Data provided ->
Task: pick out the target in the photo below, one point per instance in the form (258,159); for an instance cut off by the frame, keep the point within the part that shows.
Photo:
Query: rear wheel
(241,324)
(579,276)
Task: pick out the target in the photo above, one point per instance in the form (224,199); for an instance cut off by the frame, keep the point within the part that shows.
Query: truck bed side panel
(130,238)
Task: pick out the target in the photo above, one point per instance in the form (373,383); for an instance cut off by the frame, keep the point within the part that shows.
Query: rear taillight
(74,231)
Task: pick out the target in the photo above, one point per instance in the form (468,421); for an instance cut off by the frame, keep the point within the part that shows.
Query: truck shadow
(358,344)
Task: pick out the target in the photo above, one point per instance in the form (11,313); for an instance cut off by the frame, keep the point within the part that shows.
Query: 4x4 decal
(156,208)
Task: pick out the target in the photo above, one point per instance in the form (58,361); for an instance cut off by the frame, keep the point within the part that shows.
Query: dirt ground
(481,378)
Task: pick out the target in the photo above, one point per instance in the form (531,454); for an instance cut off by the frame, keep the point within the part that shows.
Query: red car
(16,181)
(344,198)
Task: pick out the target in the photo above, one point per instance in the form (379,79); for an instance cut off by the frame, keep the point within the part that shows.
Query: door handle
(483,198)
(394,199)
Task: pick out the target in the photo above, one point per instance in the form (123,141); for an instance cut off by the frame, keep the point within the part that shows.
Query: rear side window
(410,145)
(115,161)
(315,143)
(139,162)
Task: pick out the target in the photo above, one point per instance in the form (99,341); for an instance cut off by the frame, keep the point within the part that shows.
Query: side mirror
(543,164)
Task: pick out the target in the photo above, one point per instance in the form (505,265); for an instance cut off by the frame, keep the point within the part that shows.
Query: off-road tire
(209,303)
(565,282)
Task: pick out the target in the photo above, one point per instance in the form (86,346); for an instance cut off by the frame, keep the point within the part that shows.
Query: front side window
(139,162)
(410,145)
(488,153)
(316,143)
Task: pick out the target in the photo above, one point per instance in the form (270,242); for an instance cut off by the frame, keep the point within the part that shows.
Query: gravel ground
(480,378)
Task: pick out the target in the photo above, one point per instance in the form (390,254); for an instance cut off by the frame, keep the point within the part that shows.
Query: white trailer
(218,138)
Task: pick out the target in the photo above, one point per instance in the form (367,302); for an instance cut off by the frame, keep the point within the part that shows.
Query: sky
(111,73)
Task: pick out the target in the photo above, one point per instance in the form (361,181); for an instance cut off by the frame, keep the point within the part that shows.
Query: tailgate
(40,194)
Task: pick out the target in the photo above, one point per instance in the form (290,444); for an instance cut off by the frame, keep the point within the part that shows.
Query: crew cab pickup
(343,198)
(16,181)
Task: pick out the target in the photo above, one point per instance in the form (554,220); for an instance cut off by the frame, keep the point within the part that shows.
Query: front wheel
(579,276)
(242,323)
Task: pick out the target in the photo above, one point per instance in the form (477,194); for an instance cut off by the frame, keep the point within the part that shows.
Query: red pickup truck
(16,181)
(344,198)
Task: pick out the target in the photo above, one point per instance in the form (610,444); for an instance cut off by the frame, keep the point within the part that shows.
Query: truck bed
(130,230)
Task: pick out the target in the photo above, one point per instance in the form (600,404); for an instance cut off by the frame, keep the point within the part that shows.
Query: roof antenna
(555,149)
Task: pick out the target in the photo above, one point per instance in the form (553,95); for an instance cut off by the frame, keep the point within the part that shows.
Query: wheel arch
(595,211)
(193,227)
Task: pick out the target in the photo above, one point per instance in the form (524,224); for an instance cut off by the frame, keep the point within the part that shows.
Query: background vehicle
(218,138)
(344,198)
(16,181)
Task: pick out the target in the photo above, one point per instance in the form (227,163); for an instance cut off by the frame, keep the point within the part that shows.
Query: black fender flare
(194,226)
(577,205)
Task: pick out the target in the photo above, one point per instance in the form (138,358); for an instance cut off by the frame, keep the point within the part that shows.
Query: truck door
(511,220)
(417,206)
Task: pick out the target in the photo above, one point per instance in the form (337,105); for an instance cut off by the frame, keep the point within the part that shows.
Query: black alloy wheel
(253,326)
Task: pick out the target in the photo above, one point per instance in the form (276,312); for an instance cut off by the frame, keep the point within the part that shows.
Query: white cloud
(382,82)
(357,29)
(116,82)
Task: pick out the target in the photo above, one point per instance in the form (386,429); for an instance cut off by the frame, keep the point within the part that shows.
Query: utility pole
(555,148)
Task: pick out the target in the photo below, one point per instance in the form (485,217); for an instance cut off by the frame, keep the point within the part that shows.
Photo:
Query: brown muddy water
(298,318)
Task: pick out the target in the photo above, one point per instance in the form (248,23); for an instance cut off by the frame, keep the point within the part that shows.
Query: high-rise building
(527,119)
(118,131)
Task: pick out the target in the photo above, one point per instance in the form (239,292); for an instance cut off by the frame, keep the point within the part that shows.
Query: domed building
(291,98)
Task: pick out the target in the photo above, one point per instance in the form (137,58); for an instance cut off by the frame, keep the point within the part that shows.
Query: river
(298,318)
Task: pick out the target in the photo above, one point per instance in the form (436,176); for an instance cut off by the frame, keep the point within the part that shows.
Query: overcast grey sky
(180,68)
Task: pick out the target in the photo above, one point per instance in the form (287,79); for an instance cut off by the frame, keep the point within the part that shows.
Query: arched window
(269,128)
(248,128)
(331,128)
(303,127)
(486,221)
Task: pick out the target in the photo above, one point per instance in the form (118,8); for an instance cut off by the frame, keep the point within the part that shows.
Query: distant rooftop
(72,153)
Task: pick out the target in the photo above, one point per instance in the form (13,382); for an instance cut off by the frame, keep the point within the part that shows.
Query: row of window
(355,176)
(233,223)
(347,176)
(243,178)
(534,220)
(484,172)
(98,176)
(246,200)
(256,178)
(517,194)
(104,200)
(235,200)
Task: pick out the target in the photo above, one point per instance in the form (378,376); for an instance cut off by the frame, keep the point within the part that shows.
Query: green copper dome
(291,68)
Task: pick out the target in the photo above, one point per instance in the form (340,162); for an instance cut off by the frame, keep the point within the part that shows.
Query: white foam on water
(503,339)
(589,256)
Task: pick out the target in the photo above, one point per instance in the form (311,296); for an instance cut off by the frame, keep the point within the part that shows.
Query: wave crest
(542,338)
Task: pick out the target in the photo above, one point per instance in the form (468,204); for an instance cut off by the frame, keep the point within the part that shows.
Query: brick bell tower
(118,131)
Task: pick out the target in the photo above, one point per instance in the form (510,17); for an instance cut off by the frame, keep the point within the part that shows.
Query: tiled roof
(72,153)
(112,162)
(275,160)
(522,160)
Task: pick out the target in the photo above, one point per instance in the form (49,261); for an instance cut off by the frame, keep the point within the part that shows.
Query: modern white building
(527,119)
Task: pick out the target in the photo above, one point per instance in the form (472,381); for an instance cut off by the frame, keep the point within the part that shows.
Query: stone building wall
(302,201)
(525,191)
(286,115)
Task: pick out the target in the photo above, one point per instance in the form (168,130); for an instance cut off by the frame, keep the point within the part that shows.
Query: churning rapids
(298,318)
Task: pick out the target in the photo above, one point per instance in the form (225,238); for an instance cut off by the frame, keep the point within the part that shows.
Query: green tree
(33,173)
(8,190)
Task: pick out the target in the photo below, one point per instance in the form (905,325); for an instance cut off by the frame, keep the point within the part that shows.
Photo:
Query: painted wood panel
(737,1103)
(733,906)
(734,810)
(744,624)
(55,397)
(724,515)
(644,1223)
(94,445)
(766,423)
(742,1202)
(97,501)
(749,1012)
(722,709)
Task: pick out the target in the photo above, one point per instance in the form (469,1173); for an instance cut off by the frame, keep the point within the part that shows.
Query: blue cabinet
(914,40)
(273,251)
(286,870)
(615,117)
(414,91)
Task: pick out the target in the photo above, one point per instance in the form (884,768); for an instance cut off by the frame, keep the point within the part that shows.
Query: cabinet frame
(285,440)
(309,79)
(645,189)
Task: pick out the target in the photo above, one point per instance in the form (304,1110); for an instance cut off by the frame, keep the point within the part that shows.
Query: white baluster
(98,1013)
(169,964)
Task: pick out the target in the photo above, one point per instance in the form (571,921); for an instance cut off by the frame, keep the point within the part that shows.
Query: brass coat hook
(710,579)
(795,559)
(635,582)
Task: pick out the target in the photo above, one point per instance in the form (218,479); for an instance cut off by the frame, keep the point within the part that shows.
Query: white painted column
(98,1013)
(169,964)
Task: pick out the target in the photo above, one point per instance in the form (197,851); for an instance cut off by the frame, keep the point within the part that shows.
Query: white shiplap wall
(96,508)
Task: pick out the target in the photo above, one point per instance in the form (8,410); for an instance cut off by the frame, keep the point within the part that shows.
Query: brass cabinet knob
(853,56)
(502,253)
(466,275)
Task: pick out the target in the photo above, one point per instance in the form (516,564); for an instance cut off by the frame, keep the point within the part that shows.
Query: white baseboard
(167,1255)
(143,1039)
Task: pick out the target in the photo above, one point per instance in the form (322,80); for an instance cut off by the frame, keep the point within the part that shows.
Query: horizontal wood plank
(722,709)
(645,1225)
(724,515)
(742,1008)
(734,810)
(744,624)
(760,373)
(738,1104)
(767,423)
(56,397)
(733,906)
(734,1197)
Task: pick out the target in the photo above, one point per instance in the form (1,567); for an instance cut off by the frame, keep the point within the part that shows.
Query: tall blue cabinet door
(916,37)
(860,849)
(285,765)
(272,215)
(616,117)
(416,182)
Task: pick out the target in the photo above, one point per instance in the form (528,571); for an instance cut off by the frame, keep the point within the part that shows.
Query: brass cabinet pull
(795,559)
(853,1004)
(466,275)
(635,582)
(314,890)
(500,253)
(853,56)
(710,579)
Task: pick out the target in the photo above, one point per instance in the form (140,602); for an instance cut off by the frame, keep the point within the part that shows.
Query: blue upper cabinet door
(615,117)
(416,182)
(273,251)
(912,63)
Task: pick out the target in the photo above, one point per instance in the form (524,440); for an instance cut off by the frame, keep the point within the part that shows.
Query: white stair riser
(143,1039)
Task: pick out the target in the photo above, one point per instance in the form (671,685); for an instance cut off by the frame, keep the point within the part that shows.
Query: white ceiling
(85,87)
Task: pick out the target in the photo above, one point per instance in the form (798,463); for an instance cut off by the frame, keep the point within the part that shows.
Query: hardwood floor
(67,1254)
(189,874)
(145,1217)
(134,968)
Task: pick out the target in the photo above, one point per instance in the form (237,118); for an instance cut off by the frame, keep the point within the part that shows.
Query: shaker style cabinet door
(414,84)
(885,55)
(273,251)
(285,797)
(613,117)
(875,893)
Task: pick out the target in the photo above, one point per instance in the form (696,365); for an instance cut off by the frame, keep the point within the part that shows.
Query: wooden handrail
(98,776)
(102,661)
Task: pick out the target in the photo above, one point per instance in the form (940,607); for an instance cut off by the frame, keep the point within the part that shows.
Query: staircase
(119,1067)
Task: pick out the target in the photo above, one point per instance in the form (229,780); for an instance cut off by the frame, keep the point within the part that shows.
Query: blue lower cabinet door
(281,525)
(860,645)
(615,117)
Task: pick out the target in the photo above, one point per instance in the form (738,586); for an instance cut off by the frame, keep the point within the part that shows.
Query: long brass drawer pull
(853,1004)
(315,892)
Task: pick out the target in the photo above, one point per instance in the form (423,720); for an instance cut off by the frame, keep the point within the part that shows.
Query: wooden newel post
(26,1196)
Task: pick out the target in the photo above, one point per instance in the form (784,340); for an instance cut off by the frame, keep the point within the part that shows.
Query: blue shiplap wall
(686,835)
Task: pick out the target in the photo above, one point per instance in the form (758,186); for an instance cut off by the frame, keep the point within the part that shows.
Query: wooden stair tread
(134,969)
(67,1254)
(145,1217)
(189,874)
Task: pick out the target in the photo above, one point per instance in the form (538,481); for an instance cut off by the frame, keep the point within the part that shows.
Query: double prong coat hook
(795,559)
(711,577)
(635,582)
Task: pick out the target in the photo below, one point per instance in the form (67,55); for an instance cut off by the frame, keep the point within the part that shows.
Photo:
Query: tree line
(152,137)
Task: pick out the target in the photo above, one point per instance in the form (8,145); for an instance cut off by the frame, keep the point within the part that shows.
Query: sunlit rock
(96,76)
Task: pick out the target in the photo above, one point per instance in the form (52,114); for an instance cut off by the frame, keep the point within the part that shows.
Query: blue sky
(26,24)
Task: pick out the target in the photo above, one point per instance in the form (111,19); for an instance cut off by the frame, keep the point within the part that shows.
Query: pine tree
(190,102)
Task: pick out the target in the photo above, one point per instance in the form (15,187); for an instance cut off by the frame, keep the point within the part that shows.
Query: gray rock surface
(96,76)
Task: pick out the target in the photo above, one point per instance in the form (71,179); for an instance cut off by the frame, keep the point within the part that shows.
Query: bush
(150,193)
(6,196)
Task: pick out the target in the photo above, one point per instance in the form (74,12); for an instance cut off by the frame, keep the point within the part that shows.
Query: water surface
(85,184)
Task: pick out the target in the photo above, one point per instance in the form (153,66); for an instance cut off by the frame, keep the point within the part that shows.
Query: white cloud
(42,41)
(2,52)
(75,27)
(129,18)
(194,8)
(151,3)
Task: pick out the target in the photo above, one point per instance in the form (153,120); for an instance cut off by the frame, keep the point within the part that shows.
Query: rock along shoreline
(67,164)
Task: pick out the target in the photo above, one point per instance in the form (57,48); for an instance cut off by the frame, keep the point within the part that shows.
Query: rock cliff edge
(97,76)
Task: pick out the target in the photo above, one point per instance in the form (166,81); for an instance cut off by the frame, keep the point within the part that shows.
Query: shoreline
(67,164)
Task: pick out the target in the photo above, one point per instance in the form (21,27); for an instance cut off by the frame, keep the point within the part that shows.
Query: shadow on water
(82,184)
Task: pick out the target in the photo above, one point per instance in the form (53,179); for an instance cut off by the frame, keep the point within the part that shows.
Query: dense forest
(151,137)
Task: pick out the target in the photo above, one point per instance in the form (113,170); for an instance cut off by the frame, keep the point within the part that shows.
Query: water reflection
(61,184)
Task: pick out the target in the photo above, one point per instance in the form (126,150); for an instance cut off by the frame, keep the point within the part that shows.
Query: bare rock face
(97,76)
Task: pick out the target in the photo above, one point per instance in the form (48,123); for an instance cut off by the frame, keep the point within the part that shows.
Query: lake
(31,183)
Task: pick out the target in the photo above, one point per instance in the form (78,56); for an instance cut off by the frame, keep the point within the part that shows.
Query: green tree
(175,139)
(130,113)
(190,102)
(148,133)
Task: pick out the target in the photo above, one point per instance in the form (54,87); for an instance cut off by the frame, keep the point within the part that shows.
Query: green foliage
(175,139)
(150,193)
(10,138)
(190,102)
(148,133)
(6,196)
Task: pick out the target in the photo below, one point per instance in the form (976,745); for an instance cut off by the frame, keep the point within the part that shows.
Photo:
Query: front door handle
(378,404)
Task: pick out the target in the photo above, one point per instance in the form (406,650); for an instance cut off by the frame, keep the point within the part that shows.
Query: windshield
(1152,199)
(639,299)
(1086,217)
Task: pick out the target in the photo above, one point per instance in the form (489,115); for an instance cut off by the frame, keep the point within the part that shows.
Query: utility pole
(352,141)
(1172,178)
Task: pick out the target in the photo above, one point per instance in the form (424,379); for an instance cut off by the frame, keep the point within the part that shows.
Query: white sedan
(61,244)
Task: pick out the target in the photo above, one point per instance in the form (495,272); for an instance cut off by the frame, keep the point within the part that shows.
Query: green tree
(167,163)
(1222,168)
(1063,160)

Work to complete -> Look above for the line containing "the form (976,745);"; copy from it through the last line, exactly, and nothing more.

Expected output ->
Task: pick out the target in the photo below, one point per instance in the form (976,745); for an instance cut off by the frame, keep the point within the part that shows.
Photo:
Query: front door handle
(378,404)
Task: pick out the target in the photo above, one point per instance in the form (406,650); for an instance cut off by the frame, keep the point within the part that shows.
Query: windshield
(1152,199)
(639,299)
(1086,217)
Task: pick out the target in the photo above, one point per instance in the form (489,115); for an instance cut off by the frame, keep the point within the part that shows.
Query: utility pole
(352,141)
(1172,178)
Task: pick out the target in the photo above, one point per instance in the form (424,379); for an instance cut off by the frame, keep the point within the part that shows.
Query: white sedan
(61,244)
Task: pick out the target in the photo above, one point per instance in the form (495,272); for an instance cut off by the frame, keep the point within the part that shows.
Query: green tree
(167,163)
(1222,168)
(1063,160)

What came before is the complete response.